→ **Problem to solve**
Pick out each line of the records below that holds the word "dirt" and copy those lines.

→ **Source records**
........
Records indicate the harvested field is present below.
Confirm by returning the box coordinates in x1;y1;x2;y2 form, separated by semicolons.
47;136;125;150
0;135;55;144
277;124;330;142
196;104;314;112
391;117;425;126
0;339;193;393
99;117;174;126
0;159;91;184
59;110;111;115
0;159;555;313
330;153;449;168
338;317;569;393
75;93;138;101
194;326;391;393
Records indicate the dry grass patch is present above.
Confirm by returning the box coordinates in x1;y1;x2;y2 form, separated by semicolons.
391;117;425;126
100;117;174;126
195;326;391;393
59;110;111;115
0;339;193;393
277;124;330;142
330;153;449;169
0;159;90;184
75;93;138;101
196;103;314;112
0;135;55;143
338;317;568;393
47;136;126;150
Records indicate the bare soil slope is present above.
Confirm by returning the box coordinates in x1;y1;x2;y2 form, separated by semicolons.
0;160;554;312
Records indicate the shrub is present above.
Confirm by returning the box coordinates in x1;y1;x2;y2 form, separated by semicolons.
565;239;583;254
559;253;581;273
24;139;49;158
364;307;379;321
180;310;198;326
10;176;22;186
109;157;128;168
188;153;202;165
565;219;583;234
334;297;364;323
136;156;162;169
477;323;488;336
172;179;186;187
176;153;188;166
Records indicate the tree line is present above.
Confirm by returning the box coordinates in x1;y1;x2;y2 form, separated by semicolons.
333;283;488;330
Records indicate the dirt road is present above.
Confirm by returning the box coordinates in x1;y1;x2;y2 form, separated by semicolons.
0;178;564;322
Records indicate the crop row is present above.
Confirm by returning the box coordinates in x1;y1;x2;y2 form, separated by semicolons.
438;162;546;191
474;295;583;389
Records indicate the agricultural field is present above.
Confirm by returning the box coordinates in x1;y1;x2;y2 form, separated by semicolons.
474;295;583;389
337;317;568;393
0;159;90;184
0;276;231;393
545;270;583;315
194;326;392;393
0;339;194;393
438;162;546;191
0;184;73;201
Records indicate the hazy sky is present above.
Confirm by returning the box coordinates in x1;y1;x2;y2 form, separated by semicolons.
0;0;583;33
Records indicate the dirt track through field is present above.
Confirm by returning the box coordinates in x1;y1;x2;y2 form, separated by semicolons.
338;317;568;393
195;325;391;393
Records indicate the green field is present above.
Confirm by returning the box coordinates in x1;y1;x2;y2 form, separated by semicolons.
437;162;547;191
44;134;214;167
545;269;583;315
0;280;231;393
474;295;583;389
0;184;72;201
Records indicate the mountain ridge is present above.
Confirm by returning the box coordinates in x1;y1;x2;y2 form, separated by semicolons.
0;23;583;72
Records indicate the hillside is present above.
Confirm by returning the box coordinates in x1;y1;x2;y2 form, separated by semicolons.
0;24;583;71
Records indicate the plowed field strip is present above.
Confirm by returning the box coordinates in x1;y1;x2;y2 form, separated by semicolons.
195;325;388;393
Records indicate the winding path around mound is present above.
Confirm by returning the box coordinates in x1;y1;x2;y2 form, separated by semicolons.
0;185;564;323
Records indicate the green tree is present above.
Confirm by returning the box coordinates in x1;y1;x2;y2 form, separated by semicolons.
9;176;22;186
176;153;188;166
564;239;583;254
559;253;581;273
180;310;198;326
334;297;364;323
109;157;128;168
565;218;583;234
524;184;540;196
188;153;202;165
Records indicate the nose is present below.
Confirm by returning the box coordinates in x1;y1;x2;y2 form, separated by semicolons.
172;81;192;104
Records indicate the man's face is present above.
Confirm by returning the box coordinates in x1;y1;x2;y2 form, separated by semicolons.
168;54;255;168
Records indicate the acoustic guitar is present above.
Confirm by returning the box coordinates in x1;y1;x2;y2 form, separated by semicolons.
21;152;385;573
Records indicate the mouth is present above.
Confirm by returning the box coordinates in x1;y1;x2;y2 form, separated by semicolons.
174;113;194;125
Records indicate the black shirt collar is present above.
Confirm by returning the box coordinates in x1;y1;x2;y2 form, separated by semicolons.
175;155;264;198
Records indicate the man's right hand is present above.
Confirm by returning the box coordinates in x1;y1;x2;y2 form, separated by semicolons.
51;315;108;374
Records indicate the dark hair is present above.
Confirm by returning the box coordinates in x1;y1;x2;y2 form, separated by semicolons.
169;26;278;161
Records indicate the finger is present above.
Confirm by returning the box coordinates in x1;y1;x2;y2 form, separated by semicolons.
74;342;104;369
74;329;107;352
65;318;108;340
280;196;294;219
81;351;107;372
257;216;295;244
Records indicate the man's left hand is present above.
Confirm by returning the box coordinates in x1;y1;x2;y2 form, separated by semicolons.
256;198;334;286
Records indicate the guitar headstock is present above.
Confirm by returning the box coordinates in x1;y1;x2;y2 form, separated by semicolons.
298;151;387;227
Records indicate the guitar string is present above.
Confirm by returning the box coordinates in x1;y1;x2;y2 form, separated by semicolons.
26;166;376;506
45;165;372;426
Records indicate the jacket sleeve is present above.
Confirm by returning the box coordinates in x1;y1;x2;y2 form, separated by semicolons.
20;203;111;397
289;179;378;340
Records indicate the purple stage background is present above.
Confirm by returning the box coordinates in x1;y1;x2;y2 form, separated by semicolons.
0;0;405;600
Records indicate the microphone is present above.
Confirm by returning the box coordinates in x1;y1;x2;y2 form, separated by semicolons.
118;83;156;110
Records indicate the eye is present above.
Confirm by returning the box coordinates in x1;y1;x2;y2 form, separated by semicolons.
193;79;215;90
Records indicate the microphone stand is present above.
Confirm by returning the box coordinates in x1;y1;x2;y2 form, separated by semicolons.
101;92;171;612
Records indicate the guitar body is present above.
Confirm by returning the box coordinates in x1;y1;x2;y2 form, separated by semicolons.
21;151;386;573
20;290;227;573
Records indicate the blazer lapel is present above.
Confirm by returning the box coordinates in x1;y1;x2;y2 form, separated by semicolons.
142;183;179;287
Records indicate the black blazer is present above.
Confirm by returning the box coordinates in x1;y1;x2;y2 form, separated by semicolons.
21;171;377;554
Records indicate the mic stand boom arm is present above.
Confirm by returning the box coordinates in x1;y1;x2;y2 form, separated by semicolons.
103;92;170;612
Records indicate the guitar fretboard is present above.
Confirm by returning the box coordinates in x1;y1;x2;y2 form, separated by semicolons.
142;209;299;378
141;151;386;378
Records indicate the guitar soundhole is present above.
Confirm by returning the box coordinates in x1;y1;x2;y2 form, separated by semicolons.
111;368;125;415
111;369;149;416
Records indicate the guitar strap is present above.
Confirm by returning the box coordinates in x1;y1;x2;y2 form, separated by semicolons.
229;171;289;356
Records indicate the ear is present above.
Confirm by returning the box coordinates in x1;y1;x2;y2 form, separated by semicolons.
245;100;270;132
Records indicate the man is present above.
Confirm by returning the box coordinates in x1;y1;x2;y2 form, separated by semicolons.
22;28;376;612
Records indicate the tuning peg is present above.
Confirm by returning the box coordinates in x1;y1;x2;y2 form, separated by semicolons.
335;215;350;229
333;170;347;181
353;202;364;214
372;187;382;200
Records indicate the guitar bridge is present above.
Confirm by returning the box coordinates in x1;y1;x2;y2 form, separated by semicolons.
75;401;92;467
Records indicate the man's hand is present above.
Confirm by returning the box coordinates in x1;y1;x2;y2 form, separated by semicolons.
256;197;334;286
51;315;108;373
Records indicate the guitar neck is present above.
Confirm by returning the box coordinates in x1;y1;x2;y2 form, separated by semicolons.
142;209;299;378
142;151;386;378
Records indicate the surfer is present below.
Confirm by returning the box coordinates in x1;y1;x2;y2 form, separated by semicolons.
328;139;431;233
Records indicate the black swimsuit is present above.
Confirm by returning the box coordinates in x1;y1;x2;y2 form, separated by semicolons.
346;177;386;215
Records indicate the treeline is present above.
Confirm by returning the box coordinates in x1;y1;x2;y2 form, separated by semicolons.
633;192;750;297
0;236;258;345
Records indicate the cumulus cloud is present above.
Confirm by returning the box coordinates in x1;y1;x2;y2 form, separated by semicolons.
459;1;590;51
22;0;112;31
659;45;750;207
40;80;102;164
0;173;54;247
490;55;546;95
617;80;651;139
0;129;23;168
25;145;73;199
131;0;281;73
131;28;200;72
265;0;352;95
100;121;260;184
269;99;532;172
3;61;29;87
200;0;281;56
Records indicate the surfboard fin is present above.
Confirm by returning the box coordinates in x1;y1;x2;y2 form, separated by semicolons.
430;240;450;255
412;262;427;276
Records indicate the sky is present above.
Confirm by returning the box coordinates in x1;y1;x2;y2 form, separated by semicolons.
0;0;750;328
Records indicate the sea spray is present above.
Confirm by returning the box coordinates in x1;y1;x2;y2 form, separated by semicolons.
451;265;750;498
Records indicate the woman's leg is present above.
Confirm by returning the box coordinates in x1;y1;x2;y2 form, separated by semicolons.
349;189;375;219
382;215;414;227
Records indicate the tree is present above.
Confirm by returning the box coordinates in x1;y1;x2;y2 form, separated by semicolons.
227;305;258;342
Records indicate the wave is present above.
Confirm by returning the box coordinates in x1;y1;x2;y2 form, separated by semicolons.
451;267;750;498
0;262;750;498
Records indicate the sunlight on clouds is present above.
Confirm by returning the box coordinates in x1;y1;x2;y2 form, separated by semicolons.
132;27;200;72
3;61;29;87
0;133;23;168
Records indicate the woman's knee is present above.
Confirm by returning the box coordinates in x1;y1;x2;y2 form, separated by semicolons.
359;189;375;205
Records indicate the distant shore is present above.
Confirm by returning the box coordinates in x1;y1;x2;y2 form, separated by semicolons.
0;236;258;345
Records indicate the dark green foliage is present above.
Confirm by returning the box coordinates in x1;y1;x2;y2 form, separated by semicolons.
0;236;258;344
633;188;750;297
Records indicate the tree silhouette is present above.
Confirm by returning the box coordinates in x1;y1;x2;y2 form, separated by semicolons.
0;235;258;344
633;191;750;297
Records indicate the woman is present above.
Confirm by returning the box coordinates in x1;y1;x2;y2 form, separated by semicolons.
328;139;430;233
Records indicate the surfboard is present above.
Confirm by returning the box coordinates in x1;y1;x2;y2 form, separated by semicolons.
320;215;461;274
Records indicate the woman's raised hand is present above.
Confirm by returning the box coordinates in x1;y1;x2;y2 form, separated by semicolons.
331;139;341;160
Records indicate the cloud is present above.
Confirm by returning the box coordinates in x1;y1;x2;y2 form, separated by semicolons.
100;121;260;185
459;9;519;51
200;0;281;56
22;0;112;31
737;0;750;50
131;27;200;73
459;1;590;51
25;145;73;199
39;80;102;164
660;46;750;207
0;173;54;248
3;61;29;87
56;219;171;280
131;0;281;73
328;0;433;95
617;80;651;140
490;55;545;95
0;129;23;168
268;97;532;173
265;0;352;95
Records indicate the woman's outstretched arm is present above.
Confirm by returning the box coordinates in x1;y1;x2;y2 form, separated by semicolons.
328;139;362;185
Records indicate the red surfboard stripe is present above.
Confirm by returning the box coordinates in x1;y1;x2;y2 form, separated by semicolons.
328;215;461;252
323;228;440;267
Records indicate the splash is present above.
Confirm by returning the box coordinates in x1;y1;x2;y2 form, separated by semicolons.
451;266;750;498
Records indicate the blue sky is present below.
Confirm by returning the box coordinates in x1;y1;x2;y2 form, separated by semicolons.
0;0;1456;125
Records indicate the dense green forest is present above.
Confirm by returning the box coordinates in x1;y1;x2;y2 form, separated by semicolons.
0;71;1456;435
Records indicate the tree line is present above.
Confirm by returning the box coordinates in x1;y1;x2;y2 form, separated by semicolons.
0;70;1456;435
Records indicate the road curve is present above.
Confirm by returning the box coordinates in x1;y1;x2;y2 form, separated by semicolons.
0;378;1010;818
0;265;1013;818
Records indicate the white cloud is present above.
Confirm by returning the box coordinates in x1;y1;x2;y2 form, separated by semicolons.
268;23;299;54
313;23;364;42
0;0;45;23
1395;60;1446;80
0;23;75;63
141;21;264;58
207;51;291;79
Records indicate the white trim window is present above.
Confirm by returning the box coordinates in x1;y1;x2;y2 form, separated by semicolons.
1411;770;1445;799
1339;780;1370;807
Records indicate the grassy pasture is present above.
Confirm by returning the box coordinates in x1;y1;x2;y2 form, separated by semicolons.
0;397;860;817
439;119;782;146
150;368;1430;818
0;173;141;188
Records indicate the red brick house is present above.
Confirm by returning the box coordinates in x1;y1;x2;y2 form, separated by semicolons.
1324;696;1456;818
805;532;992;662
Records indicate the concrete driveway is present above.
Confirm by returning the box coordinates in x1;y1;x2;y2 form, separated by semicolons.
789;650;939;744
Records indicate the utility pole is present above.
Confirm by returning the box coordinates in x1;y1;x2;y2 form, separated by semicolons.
........
→ **Problem solution**
Records indicate the dirt road is present above.
Records indicate the dirt track through field is present above.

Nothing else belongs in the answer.